__Request__
Reproduce verbatim the lines of the data below, starting at the line that contains "police officer in" and ending with the final line of the data, both included.
▼▼▼
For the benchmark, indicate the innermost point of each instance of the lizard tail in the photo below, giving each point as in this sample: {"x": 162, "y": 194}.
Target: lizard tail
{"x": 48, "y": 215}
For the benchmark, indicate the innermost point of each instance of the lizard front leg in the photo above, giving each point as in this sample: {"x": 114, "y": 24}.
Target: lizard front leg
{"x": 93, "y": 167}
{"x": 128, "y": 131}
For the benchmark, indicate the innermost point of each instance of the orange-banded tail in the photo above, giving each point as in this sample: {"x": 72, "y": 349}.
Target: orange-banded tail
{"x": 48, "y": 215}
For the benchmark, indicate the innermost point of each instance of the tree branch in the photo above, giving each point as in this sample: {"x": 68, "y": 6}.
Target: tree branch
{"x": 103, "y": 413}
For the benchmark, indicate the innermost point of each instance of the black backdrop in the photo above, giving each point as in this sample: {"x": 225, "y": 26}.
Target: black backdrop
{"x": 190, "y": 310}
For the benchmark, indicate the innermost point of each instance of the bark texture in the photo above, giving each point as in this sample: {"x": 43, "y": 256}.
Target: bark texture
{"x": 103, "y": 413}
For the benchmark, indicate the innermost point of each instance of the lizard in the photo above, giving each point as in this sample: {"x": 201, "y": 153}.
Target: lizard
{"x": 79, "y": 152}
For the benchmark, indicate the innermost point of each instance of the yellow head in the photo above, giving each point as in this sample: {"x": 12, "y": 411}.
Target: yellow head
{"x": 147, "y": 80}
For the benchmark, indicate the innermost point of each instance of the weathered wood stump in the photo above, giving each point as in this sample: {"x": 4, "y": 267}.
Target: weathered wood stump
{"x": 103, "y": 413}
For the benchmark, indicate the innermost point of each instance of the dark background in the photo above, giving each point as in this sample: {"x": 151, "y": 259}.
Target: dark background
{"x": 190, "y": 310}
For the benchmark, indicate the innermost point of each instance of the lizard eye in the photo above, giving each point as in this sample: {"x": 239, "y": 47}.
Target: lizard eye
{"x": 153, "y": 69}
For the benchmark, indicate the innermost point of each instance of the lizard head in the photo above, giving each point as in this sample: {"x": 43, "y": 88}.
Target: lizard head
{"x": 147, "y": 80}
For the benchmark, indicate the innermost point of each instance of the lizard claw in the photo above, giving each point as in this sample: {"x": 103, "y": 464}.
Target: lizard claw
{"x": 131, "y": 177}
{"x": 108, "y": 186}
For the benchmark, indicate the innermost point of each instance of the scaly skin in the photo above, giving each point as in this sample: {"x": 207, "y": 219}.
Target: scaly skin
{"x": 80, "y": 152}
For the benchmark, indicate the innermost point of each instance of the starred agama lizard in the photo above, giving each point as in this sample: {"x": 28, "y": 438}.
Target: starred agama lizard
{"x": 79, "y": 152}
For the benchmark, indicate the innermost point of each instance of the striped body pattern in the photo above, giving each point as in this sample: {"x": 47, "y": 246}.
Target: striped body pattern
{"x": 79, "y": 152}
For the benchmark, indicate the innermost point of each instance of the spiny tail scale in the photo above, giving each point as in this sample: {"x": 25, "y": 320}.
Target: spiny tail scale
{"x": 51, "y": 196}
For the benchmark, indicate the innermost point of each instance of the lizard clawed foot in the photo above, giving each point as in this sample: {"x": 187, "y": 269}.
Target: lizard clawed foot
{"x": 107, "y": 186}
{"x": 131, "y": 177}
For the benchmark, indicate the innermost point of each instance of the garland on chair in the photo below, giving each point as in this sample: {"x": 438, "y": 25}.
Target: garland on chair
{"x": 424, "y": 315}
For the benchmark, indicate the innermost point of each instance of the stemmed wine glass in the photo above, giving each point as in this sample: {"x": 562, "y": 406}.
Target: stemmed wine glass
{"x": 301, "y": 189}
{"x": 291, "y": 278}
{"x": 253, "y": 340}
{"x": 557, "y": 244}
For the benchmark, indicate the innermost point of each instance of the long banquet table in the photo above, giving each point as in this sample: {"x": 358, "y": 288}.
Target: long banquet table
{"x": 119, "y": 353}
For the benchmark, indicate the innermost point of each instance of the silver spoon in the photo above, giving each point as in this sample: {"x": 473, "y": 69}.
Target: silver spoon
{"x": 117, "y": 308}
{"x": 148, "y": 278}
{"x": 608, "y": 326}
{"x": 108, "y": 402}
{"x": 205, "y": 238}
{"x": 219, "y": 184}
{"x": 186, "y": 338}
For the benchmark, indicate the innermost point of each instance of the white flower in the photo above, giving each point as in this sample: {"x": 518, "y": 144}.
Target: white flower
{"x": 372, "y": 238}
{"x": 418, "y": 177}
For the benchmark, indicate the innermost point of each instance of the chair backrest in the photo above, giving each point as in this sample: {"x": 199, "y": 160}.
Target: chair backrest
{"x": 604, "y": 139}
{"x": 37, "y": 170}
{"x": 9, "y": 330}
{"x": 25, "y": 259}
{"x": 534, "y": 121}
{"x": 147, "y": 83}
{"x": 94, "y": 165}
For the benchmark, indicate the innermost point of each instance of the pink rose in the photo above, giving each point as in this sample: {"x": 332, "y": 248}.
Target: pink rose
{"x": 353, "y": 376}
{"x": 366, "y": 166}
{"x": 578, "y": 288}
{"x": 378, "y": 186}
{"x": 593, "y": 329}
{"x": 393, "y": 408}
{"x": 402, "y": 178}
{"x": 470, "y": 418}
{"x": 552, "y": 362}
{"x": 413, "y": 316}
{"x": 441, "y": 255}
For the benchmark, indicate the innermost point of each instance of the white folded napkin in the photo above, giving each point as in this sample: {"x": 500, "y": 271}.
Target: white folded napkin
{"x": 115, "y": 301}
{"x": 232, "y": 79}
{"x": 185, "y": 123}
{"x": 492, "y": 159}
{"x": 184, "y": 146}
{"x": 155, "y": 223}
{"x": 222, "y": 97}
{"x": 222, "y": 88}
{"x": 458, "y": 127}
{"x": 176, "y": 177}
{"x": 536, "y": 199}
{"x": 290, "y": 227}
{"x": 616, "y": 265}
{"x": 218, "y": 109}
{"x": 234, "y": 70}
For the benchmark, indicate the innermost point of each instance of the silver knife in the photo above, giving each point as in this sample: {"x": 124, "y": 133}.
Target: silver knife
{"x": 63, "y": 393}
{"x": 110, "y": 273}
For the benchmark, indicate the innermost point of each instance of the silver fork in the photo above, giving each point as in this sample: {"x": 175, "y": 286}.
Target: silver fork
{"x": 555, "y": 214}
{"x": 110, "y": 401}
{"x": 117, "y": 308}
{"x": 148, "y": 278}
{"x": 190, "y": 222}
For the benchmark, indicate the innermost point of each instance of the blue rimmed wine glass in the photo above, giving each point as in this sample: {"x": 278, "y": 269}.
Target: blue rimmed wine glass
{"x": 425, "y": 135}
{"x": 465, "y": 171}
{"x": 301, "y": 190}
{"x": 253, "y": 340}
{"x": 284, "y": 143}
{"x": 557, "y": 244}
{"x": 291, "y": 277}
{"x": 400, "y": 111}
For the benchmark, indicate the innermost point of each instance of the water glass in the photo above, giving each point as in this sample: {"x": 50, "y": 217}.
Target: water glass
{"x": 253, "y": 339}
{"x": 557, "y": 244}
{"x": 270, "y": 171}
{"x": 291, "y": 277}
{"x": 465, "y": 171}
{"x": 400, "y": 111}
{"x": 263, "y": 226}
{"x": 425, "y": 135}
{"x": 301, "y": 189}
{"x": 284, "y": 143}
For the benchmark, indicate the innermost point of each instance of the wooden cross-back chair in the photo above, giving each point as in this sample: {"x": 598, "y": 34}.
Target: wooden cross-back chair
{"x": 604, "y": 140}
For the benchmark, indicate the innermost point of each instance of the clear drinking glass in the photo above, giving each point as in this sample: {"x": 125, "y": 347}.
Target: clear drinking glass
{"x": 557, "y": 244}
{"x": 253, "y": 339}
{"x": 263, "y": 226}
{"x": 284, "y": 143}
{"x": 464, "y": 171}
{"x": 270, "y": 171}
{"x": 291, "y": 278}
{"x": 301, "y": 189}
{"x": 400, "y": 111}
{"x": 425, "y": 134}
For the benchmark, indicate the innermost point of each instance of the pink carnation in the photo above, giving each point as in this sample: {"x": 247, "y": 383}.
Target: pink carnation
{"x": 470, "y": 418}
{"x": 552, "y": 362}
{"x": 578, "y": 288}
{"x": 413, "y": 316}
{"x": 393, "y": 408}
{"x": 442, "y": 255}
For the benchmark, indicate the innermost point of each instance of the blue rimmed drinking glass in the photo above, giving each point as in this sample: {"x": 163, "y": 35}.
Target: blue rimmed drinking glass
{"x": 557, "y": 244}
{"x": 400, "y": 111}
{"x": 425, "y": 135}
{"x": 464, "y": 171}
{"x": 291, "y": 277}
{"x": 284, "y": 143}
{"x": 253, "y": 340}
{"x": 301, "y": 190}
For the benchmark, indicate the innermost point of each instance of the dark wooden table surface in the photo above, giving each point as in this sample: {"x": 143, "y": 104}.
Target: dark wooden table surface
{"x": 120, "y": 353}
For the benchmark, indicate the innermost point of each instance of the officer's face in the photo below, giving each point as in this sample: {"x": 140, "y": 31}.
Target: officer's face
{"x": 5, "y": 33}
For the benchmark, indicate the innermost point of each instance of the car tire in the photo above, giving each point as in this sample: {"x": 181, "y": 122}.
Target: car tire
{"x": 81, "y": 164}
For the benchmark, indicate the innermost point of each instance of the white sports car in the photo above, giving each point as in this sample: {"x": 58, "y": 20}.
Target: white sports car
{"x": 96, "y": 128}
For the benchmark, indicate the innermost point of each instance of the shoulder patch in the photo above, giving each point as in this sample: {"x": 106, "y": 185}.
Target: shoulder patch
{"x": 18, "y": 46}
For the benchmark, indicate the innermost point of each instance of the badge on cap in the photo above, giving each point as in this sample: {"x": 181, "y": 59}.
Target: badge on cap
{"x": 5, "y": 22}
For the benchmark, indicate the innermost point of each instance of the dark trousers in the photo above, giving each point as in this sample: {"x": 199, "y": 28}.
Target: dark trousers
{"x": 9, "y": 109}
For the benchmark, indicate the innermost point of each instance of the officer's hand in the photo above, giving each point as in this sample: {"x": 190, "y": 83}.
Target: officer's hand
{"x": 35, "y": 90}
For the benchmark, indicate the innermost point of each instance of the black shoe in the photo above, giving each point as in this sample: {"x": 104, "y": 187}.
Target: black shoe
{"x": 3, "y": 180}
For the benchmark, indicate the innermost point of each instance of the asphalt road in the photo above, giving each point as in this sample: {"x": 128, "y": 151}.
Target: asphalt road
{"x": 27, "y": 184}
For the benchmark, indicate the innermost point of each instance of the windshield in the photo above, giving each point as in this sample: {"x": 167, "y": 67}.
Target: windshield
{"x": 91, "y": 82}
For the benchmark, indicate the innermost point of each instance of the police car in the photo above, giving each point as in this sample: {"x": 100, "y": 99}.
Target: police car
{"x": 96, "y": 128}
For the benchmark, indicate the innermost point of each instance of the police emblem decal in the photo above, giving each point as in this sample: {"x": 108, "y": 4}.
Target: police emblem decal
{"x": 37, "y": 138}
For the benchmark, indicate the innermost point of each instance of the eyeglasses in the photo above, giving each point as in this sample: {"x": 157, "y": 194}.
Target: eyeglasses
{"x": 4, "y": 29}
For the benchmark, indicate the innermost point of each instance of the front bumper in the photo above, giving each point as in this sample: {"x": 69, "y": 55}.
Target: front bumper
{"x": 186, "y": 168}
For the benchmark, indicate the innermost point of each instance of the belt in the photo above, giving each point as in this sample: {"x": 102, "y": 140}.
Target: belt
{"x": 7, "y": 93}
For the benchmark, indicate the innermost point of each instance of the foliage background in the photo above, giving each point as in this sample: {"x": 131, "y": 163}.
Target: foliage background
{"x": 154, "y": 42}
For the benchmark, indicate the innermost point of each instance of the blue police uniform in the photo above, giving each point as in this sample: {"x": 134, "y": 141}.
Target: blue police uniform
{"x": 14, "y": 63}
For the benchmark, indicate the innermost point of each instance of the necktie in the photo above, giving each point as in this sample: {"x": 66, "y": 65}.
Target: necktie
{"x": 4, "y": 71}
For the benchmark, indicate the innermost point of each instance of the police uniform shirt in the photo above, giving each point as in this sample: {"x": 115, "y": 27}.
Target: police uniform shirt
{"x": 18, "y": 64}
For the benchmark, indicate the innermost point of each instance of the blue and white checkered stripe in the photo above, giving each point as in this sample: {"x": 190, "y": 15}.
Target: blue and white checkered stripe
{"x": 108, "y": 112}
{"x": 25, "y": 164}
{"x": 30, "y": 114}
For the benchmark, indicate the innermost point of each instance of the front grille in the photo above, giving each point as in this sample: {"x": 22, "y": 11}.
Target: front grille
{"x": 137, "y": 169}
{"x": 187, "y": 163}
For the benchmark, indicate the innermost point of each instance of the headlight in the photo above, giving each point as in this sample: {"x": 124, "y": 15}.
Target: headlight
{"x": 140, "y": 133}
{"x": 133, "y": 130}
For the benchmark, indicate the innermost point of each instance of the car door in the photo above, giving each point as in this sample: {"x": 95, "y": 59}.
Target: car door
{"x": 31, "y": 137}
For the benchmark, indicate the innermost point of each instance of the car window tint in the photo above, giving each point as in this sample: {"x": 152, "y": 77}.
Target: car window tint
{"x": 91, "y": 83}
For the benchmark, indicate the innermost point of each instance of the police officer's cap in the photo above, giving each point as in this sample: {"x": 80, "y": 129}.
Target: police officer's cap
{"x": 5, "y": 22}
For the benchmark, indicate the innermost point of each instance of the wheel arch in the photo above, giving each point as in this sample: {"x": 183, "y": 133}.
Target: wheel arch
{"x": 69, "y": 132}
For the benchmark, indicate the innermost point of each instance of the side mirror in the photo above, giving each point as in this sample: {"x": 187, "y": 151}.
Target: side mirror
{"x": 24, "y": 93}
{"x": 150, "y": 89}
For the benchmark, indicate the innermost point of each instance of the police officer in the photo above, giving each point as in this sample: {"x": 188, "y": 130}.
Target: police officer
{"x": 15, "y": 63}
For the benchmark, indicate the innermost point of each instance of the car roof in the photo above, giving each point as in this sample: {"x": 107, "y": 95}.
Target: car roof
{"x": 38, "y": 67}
▲▲▲
__Answer for the task__
For the benchmark, indicate the innermost point of each instance of the police officer in the photo above, giving each point as in this sample: {"x": 188, "y": 130}.
Target: police officer
{"x": 15, "y": 63}
For the benchmark, indicate the innermost point of each instance of the car roof in the photo above, giving each point as in this sample: {"x": 107, "y": 95}.
Target: car roof
{"x": 38, "y": 67}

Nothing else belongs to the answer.